* _WHAT IS ASKED_:
Count the lines in the data below that contain the string "building", and reply with that number alone.

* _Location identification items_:
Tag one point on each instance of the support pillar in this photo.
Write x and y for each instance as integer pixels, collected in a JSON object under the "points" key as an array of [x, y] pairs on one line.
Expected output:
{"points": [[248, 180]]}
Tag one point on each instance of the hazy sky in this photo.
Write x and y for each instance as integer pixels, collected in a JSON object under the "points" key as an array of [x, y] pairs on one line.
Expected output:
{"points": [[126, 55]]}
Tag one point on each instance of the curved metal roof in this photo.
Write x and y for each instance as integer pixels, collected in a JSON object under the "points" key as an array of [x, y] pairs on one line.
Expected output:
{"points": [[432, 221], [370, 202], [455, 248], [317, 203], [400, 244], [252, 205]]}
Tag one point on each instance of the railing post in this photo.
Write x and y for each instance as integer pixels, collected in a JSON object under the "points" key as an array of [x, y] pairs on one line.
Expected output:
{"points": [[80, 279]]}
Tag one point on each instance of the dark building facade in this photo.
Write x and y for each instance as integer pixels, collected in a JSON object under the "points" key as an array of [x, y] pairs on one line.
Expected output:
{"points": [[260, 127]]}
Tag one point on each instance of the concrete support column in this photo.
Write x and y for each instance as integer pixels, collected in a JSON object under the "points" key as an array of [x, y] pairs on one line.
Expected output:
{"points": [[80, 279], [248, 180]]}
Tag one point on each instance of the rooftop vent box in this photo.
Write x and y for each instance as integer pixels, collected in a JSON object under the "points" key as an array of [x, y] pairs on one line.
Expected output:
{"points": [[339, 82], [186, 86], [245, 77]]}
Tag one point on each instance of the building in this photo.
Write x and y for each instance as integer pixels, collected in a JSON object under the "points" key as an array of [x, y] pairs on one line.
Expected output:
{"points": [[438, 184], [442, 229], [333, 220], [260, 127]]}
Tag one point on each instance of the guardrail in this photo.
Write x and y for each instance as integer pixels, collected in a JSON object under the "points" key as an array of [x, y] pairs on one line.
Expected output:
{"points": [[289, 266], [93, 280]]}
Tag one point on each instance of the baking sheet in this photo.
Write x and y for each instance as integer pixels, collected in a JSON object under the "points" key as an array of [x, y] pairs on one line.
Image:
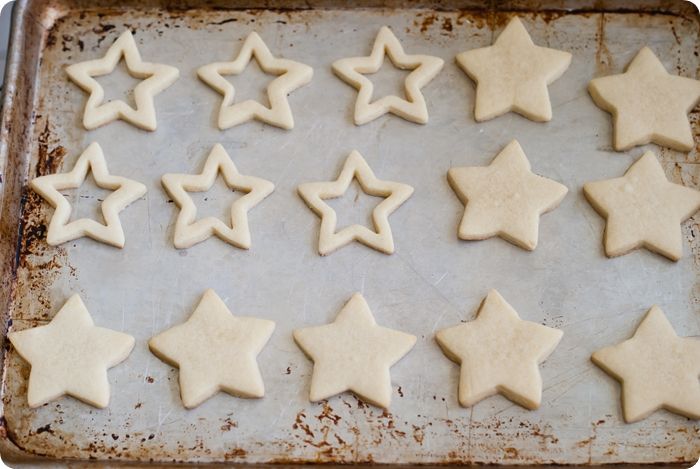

* _ANSWER TO THIS TASK_:
2